- [TEXT TO READ]:
* * * * *

Well, now is the time for the Q&A session. If you have a question, please use the chart. We will take them in the order we receive them. Yes, we have some. Regarding Ramblas del Plata”, when is the construction of the first building of the project expected to begin? When will the urban development works be completed? So initiation and end of the project.

Jorge Cruces

executive
#7

Well, the work should be completed for this first -- for Stage A. We believe it's going to be completed next year. Maybe in the middle of -- maybe by July of next year, it should be completed. And regarding the first building, the first buildings are going to start maybe in a year from now or 10 months from now. The developers are making their plans to projects and all the permits from the city hall. So I believe the buildings are going to start developing within the year.

Santiago Donato

executive
#8

There's a question regarding CapEx plan. Is the company entering into a more intensive CapEx base? And then, will the net financial debt-to-EBITDA ratio rise?

Matias Gaivironsky

executive
#9

Yes, we -- as you know, during the last 5 years, IRSA was very concentrated in our own capital structure. So we decided not to launch new projects. There was an opportunity to cancel debt, to buy back shares and to pay high dividends. So we decided not to launch new projects in that environment with more uncertainty. Today, we see the future with a lot of optimism. And we believe that we are ready to grow. So Jorge some of the projects that we already launched. But regarding the -- it's not necessarily true that we will increase the leverage with the current projects that we launched. Now we -- as Jorge mentioned, Ramblas del Plata, we are executing a strategy where IRSA won't invest money. So developers will make the investment, and IRSA will receive square meters. So we are developing our most ambitious plan, but in a way that we won't to invest money, at least in this first stage. Probably in the future, you will see us developing some of the buildings. But at the beginning, to give speed to the projects, we are doing through developers. The shopping mall of La Plata is not a big investment. It's an investment of around $40 million to $50 million that will be deployed during the next 2 to 3 years. So that means that it's $15 million per year. So it's not significant for our cash generation. So -- and probably we will land some other projects, but not so big. So probably what we are looking is for opportunities to acquire more things. So if we execute some of the -- we find opportunities, maybe we will deploy part of the use of the money from our bond, bond that we issued to buy new things. So in that case, we can increase the leverage. But remember that the current ratio is the lowest, probably the lowest ever for IRSA, is 1.3x. 10% LTV for a real estate company, that is nothing, probably won't be very efficient in terms of our capital structure. So probably we will try to increase a little the leverage. So -- but basically, we will control that through the CapEx and dividend payments. So that will be the trigger of our debt to go up.

* * * * *

- [DIRECTION A]: Rewrite the Q&A transcript starting with "Santiago Donato" and going on through "debt-to-EBITDA ratio rise?", replacing "CapEx" with "capital expenditure".

- [Recorded data]:
* * * * *

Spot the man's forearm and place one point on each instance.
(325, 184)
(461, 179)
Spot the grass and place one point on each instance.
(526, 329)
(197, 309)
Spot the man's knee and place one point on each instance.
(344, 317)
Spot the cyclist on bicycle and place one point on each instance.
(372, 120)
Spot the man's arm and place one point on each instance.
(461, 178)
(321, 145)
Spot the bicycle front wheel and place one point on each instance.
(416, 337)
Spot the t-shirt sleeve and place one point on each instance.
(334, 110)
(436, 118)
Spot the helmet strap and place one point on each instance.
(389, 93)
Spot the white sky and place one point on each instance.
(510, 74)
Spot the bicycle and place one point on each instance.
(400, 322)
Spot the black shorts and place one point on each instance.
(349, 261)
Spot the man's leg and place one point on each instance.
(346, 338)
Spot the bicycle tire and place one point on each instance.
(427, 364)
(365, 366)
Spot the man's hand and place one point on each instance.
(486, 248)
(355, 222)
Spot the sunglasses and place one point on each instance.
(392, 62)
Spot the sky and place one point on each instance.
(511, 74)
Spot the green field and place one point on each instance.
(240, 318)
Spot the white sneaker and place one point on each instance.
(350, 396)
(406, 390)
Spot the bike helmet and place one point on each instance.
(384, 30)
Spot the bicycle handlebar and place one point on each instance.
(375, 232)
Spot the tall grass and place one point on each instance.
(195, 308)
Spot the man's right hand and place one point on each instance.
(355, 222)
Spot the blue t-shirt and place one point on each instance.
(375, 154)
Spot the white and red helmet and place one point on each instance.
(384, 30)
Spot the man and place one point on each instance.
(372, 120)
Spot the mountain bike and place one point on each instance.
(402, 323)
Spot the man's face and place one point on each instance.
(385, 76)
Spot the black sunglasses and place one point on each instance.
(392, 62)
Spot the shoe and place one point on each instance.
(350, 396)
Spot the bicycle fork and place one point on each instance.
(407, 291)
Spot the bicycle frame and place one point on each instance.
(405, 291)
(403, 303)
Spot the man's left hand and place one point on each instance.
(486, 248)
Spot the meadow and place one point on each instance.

* * * * *

- [DIRECTION B]: How many lines of the listing contain the string "black"? Case counts, and the answer should be the number alone.

- [TASK RESULT A]:
Santiago Donato

executive
#8

There's a question regarding capital expenditure plan. Is the company entering into a more intensive capital expenditure base? And then, will the net financial debt-to-EBITDA ratio rise?

- [TASK RESULT B]: 2